**Work to complete:**
Your answer must contain each line of the listing in which "part" appears, copied in full.

+ + +

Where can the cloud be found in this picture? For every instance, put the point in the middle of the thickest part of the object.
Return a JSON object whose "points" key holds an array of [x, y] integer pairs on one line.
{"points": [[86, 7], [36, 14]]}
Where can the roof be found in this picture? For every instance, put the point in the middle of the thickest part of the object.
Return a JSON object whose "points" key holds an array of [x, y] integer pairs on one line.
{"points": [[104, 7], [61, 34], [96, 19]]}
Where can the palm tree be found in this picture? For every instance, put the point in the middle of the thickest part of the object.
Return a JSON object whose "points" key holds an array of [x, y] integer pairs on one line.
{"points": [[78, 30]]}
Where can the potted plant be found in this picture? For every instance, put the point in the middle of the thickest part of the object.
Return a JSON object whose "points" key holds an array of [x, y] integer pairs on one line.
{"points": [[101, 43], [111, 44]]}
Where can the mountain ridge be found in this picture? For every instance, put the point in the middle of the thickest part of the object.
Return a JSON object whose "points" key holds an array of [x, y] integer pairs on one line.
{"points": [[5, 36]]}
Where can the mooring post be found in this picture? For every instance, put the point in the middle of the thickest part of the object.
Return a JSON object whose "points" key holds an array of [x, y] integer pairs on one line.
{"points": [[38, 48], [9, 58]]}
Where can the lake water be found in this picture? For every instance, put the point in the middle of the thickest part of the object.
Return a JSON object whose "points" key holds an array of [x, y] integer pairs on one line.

+ + +

**Output for this task:**
Where can the cloud be found in this picture? For every instance, put the point in the middle of the thickest part of the object.
Where can the roof be found in this picture? For every instance, put the point in the middle of the thickest part of the object.
Where can the palm tree be found in this picture? For every instance, put the point in the middle of the thickest part of the object.
Where can the potted plant be found in this picture? For every instance, put the point in the middle of the thickest part of the object.
Where can the mountain ridge be found in this picture? For every instance, put the point in the middle of the thickest part of the object.
Where can the mooring post be found in this picture? For every instance, put the point in the middle of the thickest part of the object.
Where can the lake water be found in this picture? For every instance, put the point in the middle of the thickest part of the object.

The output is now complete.